#### [What to produce]
Write out the data below in full, unchanged, minus the images.

#### [Listing]
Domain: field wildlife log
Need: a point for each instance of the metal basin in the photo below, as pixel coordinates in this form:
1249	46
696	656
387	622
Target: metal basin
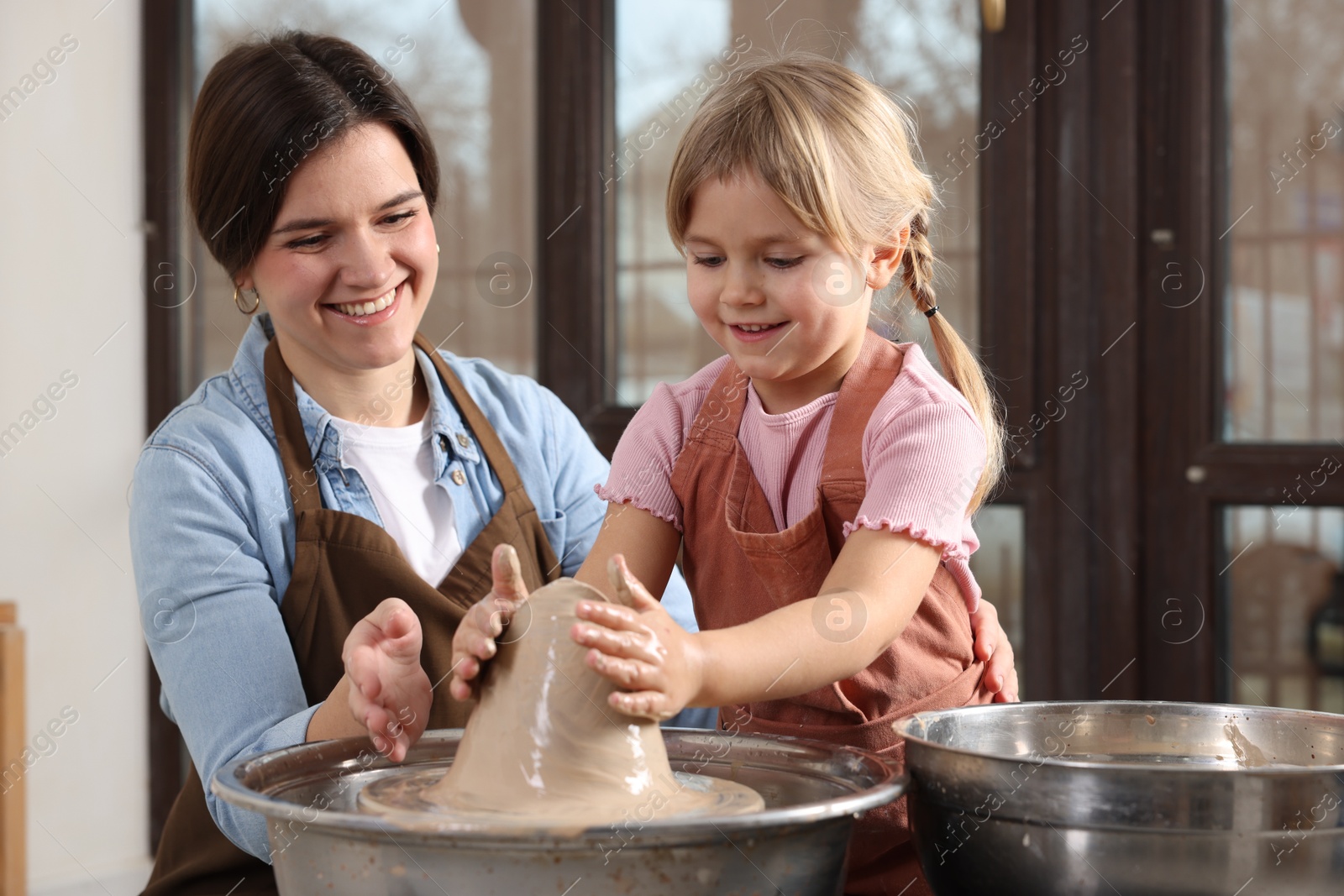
1128	799
323	844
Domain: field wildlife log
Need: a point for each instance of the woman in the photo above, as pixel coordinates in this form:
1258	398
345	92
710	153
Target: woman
312	181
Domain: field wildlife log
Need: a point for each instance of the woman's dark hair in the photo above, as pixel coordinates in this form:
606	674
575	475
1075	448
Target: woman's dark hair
264	107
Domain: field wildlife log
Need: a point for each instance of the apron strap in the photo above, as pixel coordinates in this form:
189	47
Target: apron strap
864	385
719	416
291	439
486	436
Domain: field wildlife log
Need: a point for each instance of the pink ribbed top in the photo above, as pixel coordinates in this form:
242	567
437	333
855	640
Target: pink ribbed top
922	456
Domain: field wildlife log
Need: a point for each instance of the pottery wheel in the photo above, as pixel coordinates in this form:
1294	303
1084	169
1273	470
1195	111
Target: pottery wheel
543	747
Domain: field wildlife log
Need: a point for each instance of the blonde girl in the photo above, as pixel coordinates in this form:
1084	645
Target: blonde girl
819	479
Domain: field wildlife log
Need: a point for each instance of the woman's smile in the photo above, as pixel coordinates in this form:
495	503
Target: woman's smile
373	311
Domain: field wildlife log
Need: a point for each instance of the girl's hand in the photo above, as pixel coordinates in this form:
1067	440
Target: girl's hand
390	692
640	647
474	642
992	645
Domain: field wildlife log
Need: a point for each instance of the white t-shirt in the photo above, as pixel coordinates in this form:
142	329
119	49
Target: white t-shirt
396	464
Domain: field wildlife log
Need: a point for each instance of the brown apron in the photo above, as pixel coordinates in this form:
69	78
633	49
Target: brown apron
739	567
344	566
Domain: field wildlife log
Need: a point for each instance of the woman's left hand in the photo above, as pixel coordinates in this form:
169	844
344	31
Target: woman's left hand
638	647
994	647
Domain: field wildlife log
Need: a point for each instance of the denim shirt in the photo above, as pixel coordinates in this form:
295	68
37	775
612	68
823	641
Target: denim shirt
213	540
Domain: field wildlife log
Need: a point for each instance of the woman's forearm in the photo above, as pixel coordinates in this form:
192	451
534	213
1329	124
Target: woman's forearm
333	719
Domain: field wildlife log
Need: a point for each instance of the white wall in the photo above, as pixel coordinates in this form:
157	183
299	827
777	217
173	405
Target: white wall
71	254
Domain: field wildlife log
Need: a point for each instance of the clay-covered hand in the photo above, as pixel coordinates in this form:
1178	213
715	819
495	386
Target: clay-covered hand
390	692
474	642
992	645
640	647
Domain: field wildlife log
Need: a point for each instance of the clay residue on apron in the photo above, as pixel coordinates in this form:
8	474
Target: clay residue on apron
543	747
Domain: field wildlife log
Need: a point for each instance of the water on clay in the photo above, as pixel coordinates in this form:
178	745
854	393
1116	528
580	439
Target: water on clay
544	750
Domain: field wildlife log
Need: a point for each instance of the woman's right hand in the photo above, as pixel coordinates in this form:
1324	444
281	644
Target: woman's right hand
474	642
389	691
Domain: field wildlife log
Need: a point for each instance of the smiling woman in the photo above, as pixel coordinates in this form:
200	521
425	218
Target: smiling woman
340	461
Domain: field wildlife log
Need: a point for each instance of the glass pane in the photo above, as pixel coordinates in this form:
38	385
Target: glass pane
470	66
1284	605
927	53
1284	338
999	567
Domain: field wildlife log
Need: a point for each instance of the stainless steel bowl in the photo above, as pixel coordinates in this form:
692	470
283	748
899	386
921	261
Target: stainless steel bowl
323	844
1128	799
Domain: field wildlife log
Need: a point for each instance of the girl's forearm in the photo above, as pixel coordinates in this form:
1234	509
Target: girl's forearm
333	719
783	654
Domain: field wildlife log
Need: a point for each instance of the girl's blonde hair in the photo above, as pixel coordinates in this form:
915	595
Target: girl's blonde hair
837	150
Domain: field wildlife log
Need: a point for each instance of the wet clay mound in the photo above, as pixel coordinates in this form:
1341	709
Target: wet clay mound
544	747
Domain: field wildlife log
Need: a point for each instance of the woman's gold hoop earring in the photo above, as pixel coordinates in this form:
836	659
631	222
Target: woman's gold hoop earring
239	305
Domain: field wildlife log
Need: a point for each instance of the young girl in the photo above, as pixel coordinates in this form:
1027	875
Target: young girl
819	479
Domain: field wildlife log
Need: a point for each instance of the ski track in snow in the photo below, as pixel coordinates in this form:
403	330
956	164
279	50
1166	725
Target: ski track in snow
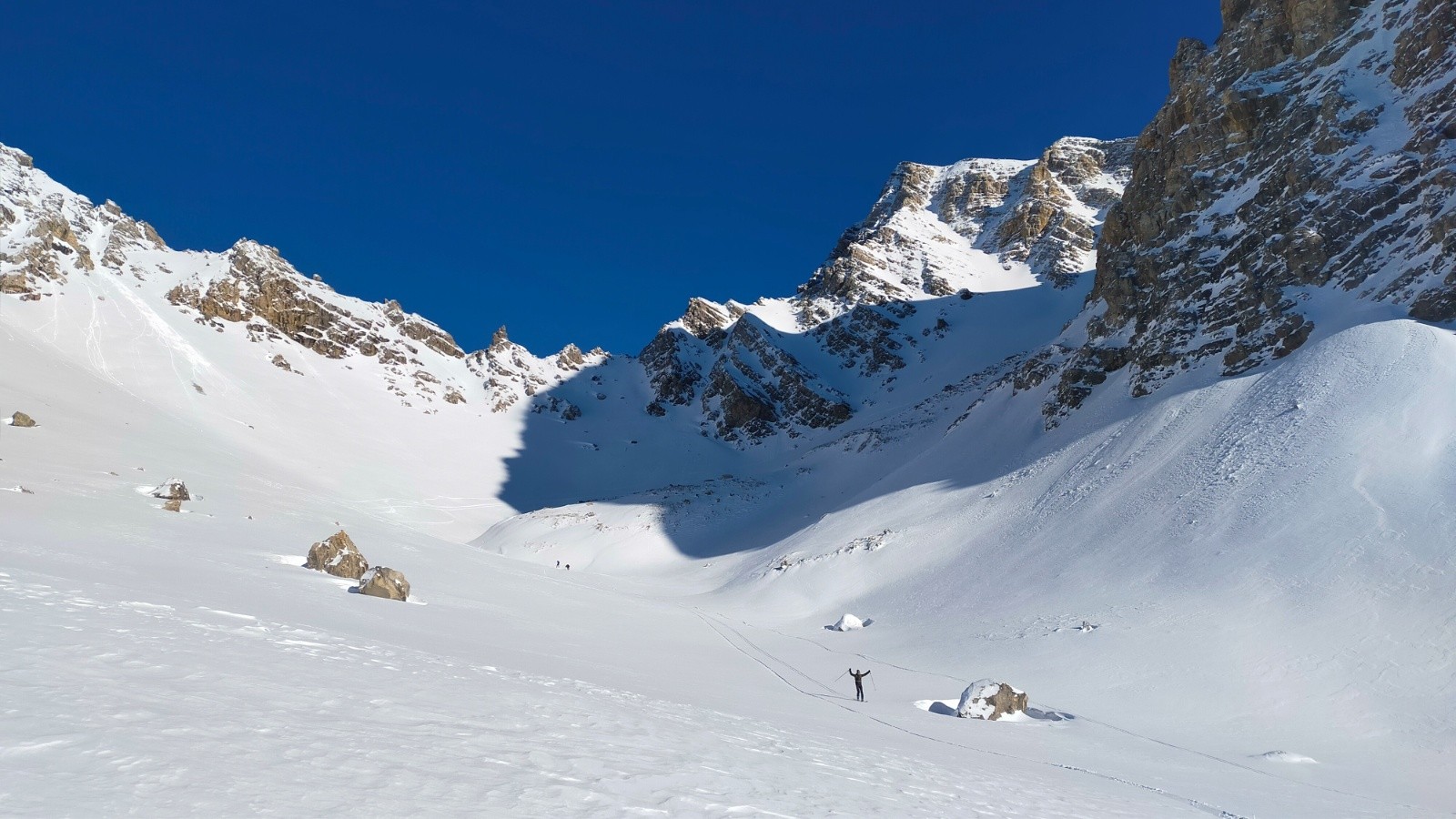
1047	707
762	658
106	710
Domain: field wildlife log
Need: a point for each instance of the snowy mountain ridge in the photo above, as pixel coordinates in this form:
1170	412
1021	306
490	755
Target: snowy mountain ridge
1110	426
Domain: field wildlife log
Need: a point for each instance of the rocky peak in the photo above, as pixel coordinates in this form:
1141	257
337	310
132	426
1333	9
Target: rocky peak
511	373
703	318
935	232
48	232
977	225
1314	147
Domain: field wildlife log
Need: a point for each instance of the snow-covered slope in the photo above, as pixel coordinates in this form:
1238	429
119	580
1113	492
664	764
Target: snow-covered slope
948	433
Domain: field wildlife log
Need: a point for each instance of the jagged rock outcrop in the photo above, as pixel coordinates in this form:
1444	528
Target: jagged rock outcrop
172	490
264	290
47	234
936	230
757	385
511	373
1312	147
987	700
388	583
934	234
337	555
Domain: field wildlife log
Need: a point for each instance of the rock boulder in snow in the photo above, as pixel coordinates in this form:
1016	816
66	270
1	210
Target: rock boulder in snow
172	490
337	555
986	700
386	583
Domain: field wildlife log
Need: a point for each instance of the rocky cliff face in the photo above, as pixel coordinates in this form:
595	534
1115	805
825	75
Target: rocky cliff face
936	230
511	375
48	234
976	227
1312	147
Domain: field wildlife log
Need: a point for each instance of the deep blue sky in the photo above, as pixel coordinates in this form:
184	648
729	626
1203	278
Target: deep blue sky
571	169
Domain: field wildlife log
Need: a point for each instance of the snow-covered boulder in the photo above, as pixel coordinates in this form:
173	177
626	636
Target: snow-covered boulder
986	700
172	490
337	555
388	583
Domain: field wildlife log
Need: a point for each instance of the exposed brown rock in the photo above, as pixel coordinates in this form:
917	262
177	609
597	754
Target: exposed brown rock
1259	177
172	490
388	583
337	555
986	700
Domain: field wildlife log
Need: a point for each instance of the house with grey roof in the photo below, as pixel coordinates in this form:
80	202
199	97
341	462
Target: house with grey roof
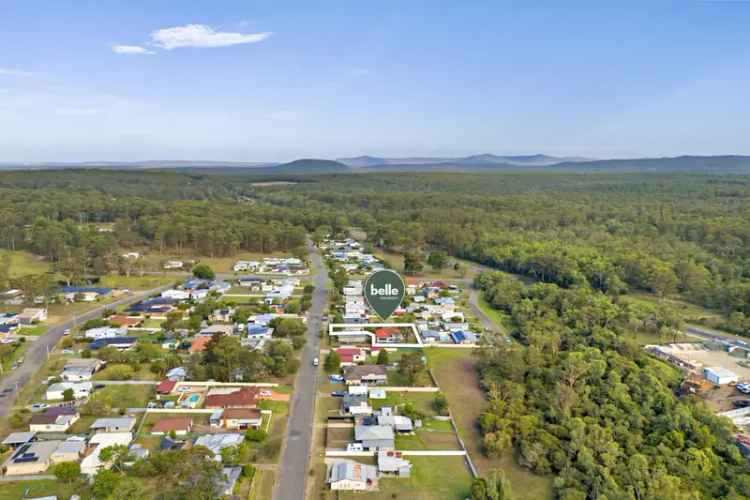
392	463
351	475
375	437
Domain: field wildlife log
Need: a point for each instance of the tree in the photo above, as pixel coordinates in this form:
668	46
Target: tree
494	487
413	262
67	472
382	357
333	362
438	259
440	404
68	395
203	271
105	483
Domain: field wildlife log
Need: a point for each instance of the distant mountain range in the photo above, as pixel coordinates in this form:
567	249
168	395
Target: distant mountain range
474	163
481	159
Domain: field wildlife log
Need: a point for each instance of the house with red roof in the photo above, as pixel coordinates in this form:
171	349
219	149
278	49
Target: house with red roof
351	355
179	425
243	397
389	334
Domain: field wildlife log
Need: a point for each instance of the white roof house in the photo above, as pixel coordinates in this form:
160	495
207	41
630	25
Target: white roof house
113	424
91	464
217	442
351	475
80	390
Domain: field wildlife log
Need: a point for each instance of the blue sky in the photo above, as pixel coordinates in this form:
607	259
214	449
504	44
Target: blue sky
256	81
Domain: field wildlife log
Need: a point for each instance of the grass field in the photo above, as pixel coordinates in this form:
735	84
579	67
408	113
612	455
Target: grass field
432	478
25	263
455	373
136	282
31	489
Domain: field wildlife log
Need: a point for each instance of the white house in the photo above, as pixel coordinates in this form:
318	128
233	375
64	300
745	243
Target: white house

#### [Solution for this task]
Domain: field wildlife log
Need: a point for each instance of the metal basin in the photo below, as pixel coordinates in this form:
1249	46
696	656
387	622
Target: metal basin
1128	799
323	844
Domain: field wildlife log
Need: a point for each instance of the woman in the photo above, as pixel coordinates in this form:
1258	398
345	92
710	153
Target: woman
312	181
Domain: field wildlife log
Need: a point for each instance of the woman's dark hair in the photo above, as pixel coordinates in this form:
606	674
575	475
1075	448
Target: woman's dark hair
264	107
Domain: field wildlife log
Need: a point for each instance of the apron strap in the photo above, as pixel coordinates in this form:
189	47
Target: apron strap
864	385
719	416
291	439
486	436
Domain: field wildlife log
Need: a point for each instance of the pink ribbed top in the photo above, as pixel coordinates in this form:
242	567
437	333
855	640
Target: pink ribbed top
922	456
Domain: field wildlife log
Need: a point for each instance of the pottery wheel in the photo above, as pixel coordinates in this form:
1294	303
1084	169
1273	470
1195	111
Target: pottery wheel
543	747
Domain: field wildlife log
Need: a point for each instance of the blonde girl in the photo above, as pixel coordinates in this form:
1084	645
Target: blonde girl
819	479
Domain: field wildlife log
Need: a point for each instance of the woman's smile in the photo above, as pixel coordinates in this form:
495	503
Target: woman's smile
373	311
Domain: field wildlife log
Need: a point for each instance of the girl's hand in the photo above, as pixel coordinates in this form:
1067	440
Target: girl's hand
390	692
640	647
474	642
992	645
Domain: field wildlife log
Need: a point for each instance of the white t-shirt in the photo above, as pixel coordinates in this form:
142	329
119	49
Target: white t-shirt
396	464
Domain: field wildlife log
Need: a point for each instance of the brown apron in the photo above, as pixel coordinates in this form:
69	78
633	49
Target: brown apron
739	567
344	566
Domain: field wildlife log
Need: a point for each instance of the woman's left hand in the photo above, as pixel coordinates in this form:
169	844
344	31
Target: woman's left hand
638	647
994	647
Domain: field wildlife log
Need: a point for each instance of the denim shirt in the photo above, as pixel coordinates in this form:
295	68
37	775
612	68
823	641
Target: denim shirt
213	540
Domain: field wildlife log
Need: a point for each instance of the woman's forearm in the photo above, as pixel coordinates in this form:
192	451
534	213
1329	124
Target: woman's forearm
333	719
Domain: field wildlife log
Need: a point for each instance of the white wall in the photo above, as pixel coordinates in this form:
157	183
299	827
777	217
173	405
Target: white wall
71	254
Domain: field wildlife log
Need: a point for each instance of the clay-covered hand in the photo above, as pixel coordinates in this form:
1178	213
715	819
495	386
Target: clay-covered hand
390	692
474	642
992	645
640	647
Domain: field wildlife log
Need: a point for each instance of the clay residue on apron in the photo above, as pixel coordinates in this form:
8	474
Target: clay residue on apron
543	747
Domain: field wildlife log
Need: a point for each instance of the water on clay in the photo above, as pixel coordinates in this form:
178	745
854	393
1116	528
580	439
Target: water on clay
544	750
Domain: field wildlife log
Need: a point for each instance of the woman's right hand in the photo above, as pixel coordinates in this form:
1324	444
281	644
Target: woman's right hand
474	642
389	691
Domain: field wildlife log
Need: a point for each instance of the smiling woman in the photo above, as pixel coordinates in this form:
200	521
425	218
Target: smiling woman
340	461
Domain: field wildlife log
Need: a point for each instance of the glass pane in the photo above, as pixel coordinates in this form:
38	385
Target: glass pane
470	66
1284	605
927	53
1284	338
999	567
Domain: field wildlife log
Need: a point for each instance of the stainless steel bowl in the photo above, as pixel coordinates in this form:
692	470
283	748
899	386
921	261
Target: stainless steel bowl
323	844
1128	799
Domain: field wildlife log
Need: a point for each instance of the girl's forearm in the photo above, as pixel coordinates in this form:
1234	509
Target: girl's forearm
333	719
783	654
Domain: field wildlife log
Need: a point for each instance of the girl's blonde hair in the photo above, as pixel coordinates in this form:
915	595
Target: girl's blonde hair
837	150
Domain: field wildlife log
Need: a point for each instance of the wet clay mound in the photo above, as pixel coordinates in this form:
1341	709
Target: wet clay mound
544	747
Domain: field wildlife log
Need: a point for each instance of the woman's gold hoop earring in the photo above, as pixel coordinates in this form:
836	659
631	222
Target: woman's gold hoop earring
239	305
Domain: field wildlife log
Need: a point for each instance of the young girl in the photo above, as pixel coordinates in this form:
1027	875
Target: young girl
819	479
Domain: field wildlife log
Need: a point for each instance of the ski track in snow in the photo below, as pixel coordinates in this form:
403	330
956	164
279	50
1166	725
Target: ski track in snow
1047	707
762	658
106	710
Domain: field wildlife log
Need: a point for each instance of the snowy mountain ridge in the photo above, as pixel coordinates in this form:
1170	412
1021	306
490	755
Target: snowy mountain ridge
1110	426
Domain: field wildlife log
Need: a point for each instance of the rocky peak in the photo above, as pixel coordinates in this form:
1141	257
337	310
132	426
1333	9
Target: rocky peak
511	373
703	318
935	232
48	232
977	225
1314	147
Domain: field wildlife log
Need: a point for each instance of the snow-covered slope in the photo above, as pixel coordinates in this form:
1238	429
119	580
1113	492
664	764
Target: snow-covered slope
948	433
Domain: field wildlife log
Need: a point for each instance of the jagged rock outcrop in the photo above, as pixel coordinates in this form:
1444	528
Target: jagged rock outcrop
172	490
264	290
47	234
936	230
757	385
511	373
1312	147
987	700
388	583
934	234
337	555
Domain: field wildlife log
Need: a point for each instance of the rock boulder in snow in the photo above, as pixel coordinates in this form:
1016	816
66	270
1	210
Target: rock boulder in snow
172	490
337	555
986	700
386	583
Domain: field wildlife log
Need: a point for each instance of the rocky cliff face in the photo above, as pixel coordinates in this form:
595	534
1115	805
825	75
Target: rocky cliff face
936	230
511	375
48	234
976	227
1312	147
Domain: field wildlife log
Need: a point for each instance of the deep blue sky in the photo above, as pixel coordinates in this form:
184	648
729	626
1203	278
Target: deep blue sky
571	169
Domain: field wildlife log
Need: a point for each instance of the snow-covered boulder in the photo above, as pixel coordinates in this form:
173	177
626	636
Target: snow-covered boulder
986	700
172	490
337	555
388	583
Domain: field wildlife log
Need: a point for each instance of the exposed brown rock in the photo above, as pixel coordinates in this form:
917	262
177	609
597	754
Target: exposed brown rock
1259	177
172	490
388	583
337	555
986	700
Domain: field wildlife log
Need: a point for each instance of the house with grey roof in the photo below, as pixel coordinates in this form:
80	202
199	97
341	462
Target: house with grey roof
392	463
351	475
375	437
Domain: field wildlife log
Need: a point for each instance of the tree in the photo above, as pixel coordinates in this form:
668	46
Target: tree
494	487
413	262
67	472
382	357
333	362
438	259
440	404
68	395
203	271
105	483
Domain: field wildlife log
Need: a point for each instance of the distant mountain range in the photo above, as pixel coordinates in this form:
567	249
168	395
Target: distant mountain range
474	163
481	159
Domain: field wildlife log
Need: a point for each instance of the house with red roof in the photo above, as pixel coordinates in this form:
171	349
219	149
278	49
Target: house with red roof
351	355
179	425
243	397
389	334
Domain: field wildlife log
Need: a point for each instance of the white roof house in the photo above, as pixel coordinates in this form:
160	495
207	41
630	25
Target: white roof house
113	424
91	464
217	442
351	475
80	390
Domain: field wildlife log
Need: a point for each instance of the blue sky in the photo above, as pixel coordinates in this form:
607	259
214	449
504	44
Target: blue sky
256	81
Domain: field wildlife log
Need: a point for each instance of the grass field in the photo above, as pixel coordinates in this form:
735	84
579	67
408	113
612	455
Target: grass field
432	478
25	263
455	373
136	282
31	489
Domain: field wildlife log
Need: a point for each instance of the white house in the photo above, as pixel coordinates in this form:
318	128
233	375
64	300
745	243
Target: white house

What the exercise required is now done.